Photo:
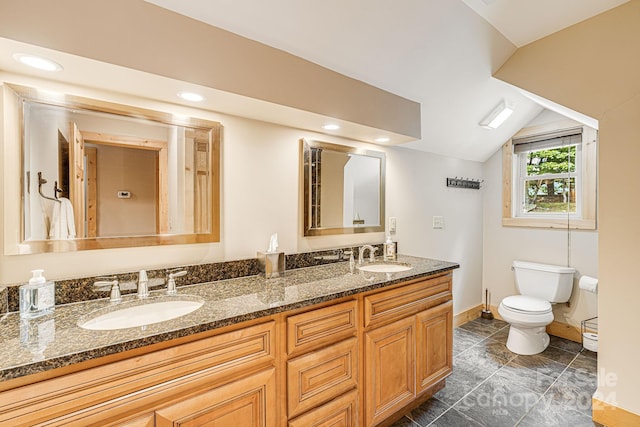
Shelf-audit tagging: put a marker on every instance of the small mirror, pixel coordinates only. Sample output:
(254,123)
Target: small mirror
(103,175)
(343,189)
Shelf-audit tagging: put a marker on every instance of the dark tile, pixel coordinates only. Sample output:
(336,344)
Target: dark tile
(498,402)
(463,340)
(453,418)
(558,355)
(570,397)
(488,354)
(483,328)
(404,422)
(501,336)
(565,344)
(428,411)
(553,413)
(586,364)
(579,378)
(465,377)
(532,380)
(494,323)
(540,364)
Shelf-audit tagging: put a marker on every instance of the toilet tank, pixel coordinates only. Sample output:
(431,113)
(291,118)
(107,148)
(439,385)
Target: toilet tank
(551,283)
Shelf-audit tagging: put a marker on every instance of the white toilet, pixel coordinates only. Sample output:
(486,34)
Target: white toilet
(530,312)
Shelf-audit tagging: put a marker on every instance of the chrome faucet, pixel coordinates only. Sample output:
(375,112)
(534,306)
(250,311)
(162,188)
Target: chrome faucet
(372,252)
(171,281)
(115,289)
(143,285)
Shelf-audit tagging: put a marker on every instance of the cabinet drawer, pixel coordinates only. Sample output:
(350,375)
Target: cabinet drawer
(317,328)
(320,376)
(340,412)
(394,304)
(248,402)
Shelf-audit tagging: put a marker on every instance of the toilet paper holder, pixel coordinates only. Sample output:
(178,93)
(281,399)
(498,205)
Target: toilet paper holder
(589,334)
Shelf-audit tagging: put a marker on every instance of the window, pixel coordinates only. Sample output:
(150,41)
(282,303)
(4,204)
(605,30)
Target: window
(550,179)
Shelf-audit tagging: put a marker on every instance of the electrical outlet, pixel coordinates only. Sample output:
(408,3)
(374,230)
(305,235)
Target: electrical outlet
(438,222)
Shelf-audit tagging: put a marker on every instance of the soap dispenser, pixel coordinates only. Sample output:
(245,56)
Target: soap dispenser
(37,297)
(389,252)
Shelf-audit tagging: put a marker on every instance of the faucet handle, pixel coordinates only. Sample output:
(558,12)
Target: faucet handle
(176,273)
(115,289)
(143,288)
(171,282)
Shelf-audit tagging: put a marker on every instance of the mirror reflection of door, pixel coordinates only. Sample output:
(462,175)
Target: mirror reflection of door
(126,191)
(77,178)
(123,176)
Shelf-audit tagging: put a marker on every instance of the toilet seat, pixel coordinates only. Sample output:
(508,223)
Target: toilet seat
(526,305)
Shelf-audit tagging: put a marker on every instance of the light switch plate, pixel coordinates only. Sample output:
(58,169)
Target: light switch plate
(438,222)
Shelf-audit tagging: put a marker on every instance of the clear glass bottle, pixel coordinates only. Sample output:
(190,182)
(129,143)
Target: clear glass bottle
(37,297)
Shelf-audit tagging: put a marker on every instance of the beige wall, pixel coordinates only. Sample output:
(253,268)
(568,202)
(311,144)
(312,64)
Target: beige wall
(260,181)
(593,68)
(142,36)
(126,169)
(502,245)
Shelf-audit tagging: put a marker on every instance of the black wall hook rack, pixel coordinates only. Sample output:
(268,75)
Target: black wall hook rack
(464,183)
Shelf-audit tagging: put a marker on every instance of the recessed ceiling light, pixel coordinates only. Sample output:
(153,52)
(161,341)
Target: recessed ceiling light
(37,62)
(191,96)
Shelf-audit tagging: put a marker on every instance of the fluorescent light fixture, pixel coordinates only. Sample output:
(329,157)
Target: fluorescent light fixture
(498,115)
(191,96)
(38,62)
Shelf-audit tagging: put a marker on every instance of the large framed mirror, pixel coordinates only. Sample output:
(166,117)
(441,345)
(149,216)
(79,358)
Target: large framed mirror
(96,174)
(343,189)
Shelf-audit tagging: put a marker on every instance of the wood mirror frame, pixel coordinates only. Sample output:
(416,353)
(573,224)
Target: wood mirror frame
(14,97)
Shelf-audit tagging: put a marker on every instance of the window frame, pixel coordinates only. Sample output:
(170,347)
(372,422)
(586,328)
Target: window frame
(585,219)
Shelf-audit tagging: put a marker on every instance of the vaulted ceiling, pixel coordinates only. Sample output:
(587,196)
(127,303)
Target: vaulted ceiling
(441,53)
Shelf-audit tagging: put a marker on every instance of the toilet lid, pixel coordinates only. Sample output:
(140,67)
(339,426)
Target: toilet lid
(527,304)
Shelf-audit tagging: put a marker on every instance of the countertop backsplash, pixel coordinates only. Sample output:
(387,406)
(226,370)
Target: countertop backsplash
(83,289)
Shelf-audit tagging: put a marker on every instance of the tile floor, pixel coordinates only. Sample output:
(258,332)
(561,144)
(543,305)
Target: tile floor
(491,386)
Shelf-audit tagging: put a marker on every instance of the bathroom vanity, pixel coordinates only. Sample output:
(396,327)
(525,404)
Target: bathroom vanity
(324,345)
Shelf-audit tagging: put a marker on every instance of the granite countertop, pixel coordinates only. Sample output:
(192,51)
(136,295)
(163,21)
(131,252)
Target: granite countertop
(56,340)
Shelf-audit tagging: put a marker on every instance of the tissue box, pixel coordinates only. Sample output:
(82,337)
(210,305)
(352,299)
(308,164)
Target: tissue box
(271,264)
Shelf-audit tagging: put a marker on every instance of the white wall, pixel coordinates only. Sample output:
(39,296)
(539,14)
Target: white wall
(417,191)
(260,196)
(502,245)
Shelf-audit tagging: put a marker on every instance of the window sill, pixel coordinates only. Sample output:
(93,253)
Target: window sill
(557,223)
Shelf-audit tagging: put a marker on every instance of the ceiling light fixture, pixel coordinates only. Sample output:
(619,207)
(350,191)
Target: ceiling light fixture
(498,115)
(191,96)
(38,62)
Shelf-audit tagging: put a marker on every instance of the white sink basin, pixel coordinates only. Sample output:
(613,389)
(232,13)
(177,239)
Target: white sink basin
(140,313)
(379,267)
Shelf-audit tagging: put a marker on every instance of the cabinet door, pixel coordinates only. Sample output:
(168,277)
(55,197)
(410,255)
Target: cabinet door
(389,369)
(434,343)
(321,375)
(249,402)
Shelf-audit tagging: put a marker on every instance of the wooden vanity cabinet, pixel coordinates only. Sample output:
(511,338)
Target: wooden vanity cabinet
(322,366)
(408,345)
(129,391)
(353,362)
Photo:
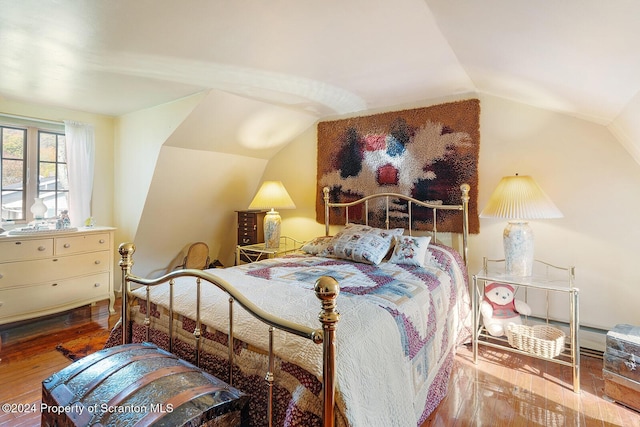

· · ·

» WHAT THE EXERCISE ASKS: Return all of the material exactly, without pictures.

» WRITTEN ANSWER:
Photo:
Shelf-audit tagging: put a marker on every instance of the small mirror, pixel coordinates only. Sample output:
(254,123)
Target: small mirror
(103,175)
(343,189)
Shelf-audit tagging: put a marker on every instance of the dark tile, pixel coordinates only. Sample output:
(336,344)
Target: dark tile
(498,402)
(463,340)
(453,418)
(558,355)
(570,397)
(488,354)
(483,328)
(404,422)
(501,336)
(565,344)
(428,411)
(553,413)
(586,364)
(579,378)
(465,377)
(532,380)
(494,323)
(540,364)
Shelf-audit tagging: put a marker on every instance of the toilet tank, pixel coordinates only. Sample output:
(431,113)
(291,118)
(107,148)
(439,385)
Target: toilet tank
(551,283)
Shelf-audit tagging: put a marker on every instance of the white toilet, pixel coordinates only. Sample output:
(486,34)
Target: white toilet
(530,312)
Shelf-audit tagging: put a marker on every instance of the chrome faucet, pixel coordinates only. Sample output:
(375,112)
(534,306)
(250,311)
(162,188)
Target: chrome faucet
(372,252)
(171,281)
(115,289)
(143,285)
Shelf-audit tagging: put a marker on every instance of the cabinet drawer, pixel coordinates only. Sample output:
(350,375)
Target: cabinet drawer
(317,328)
(320,376)
(340,412)
(394,304)
(248,402)
Shelf-audit tagging: put a marker on every instance of the toilet paper holder, pixel coordinates only. Sample output:
(178,93)
(281,399)
(498,205)
Target: toilet paper holder
(589,334)
Shelf-audit tagging: put a marker on every instance of the window, pixel coordinates only. Sample output:
(150,41)
(282,303)
(4,204)
(605,30)
Target: window
(550,179)
Shelf-audit tagging: put a marker on every instance of the electrical outlet, pixel coordinates only. Sample output:
(408,3)
(374,230)
(305,235)
Target: electrical outlet
(438,222)
Shelf-audit tagging: put a marker on every instance of the soap dispenser, pixel coordinates only. Sample output:
(245,56)
Target: soap dispenser
(37,297)
(389,252)
Shelf-audit tagging: put a marker on every instance of the faucet handle, pixel coordinates only. Sample output:
(558,12)
Target: faucet handle
(176,273)
(115,289)
(143,288)
(171,282)
Shelf-audit tagging: put a marker on every instance of the mirror reflection of door, pixel coordinates only. Sample output:
(462,175)
Target: mirror reflection of door
(126,191)
(77,178)
(123,176)
Shelf-audit tagging: put a marker on every instance of the toilet seat, pixel coordinates only. Sample output:
(508,223)
Target: toilet seat
(526,305)
Shelf-audit tagging: put a marker on every instance of the light switch plate, pixel coordinates only. Sample output:
(58,169)
Target: light switch plate
(438,222)
Shelf-audit tagging: put a marker on every instance of the clear glass bottle, pixel coordinates only. Sample output:
(190,182)
(129,143)
Target: clear glass bottle
(37,297)
Shelf-audit tagging: put a marker on every instance of the beige wall, pixel coordinates only. Sample output:
(253,268)
(568,202)
(311,144)
(312,64)
Target: beige wall
(260,181)
(593,68)
(142,36)
(126,169)
(502,245)
Shelf-audit tagging: put a marker on every instance of the black wall hook rack, pixel coordinates only. Sample output:
(268,75)
Target: black wall hook rack
(464,183)
Shelf-audit tagging: put a marker on every instance of the recessed ceiling light, pixel coordinates only. Sample output:
(153,52)
(161,341)
Target: recessed ceiling light
(37,62)
(191,96)
Shelf-audit tagging: put a marker on every instance of the fluorescent light fixture, pixel coordinates only. Sample output:
(329,157)
Target: fluorescent light fixture
(498,115)
(191,96)
(38,62)
Shelf-audit tagging: put a marker on every instance of the large framed mirror, pixel coordinates only. Sample output:
(166,117)
(441,345)
(149,216)
(79,358)
Target: large framed mirror
(96,174)
(343,189)
Shelf-audit tagging: put a marker on every instance of the wood mirror frame, pixel coordinates only. Sample output:
(416,353)
(573,224)
Target: wood mirror frame
(14,97)
Shelf-audit tagging: put a marker on every instance of the window frame, pixel coordinates only. Sample output:
(170,347)
(372,422)
(586,328)
Target: window frame
(585,219)
Shelf-audit tagging: put a marker on every instance of the vaulted ceiling, pixel coordinates only. Sample output:
(587,196)
(127,303)
Target: vaulted ceiling
(441,53)
Shelf-audit tagging: put a marker on every instance of the toilet lid, pixel coordinates only. Sample output:
(140,67)
(339,426)
Target: toilet lid
(527,304)
Shelf-audit tagging: put a marker on every instance of the countertop backsplash, pixel coordinates only. Sample output:
(387,406)
(226,370)
Target: countertop backsplash
(83,289)
Shelf-audit tagging: put a marker on every instance of the tile floor, pixel coordinates only. Sample output:
(258,332)
(561,144)
(543,305)
Target: tile floor
(491,386)
Shelf-audit tagging: put a marker on every instance of the bathroom vanity, pixel coordinates only. Sample output:
(396,327)
(525,404)
Target: bathroom vanity
(324,345)
Shelf-audit tagging: put a marker on every instance of the granite countertop, pixel coordinates only. Sample output:
(192,51)
(136,295)
(163,21)
(131,252)
Target: granite countertop
(56,340)
Shelf-audit tagging: put a marker on every instance of the tissue box, pixel coordinates only. Sample output:
(82,337)
(210,305)
(352,299)
(308,164)
Target: tissue box
(271,264)
Shelf-audit tagging: put a marker on every instance of the white wall, pixel coordinates only. Sample output:
(39,296)
(539,14)
Target: white wall
(417,191)
(260,196)
(502,245)
Shelf-audit tagging: put a marker on every instance of the window sill, pixel coordinates only. Sample output:
(93,253)
Target: window sill
(557,223)
Shelf-audit tagging: put a marker on every instance of the ceiling light fixture, pixel coordinates only. Sample output:
(619,207)
(350,191)
Target: ceiling light fixture
(498,115)
(191,96)
(38,62)
Shelf-audit tagging: put a marker on every instance of the white sink basin, pixel coordinates only. Sample output:
(613,389)
(232,13)
(177,239)
Target: white sink basin
(140,313)
(379,267)
Shelf-audit tagging: put a marker on every instance of the cabinet door, pixel coordinates only. Sample output:
(168,277)
(55,197)
(410,255)
Target: cabinet door
(389,369)
(434,343)
(321,375)
(249,402)
Shelf-audit tagging: put a marker on every instance of the wooden vanity cabinet, pixel coordinates only. Sample output:
(511,338)
Target: wooden vanity cabinet
(322,366)
(408,345)
(129,391)
(353,362)
Photo:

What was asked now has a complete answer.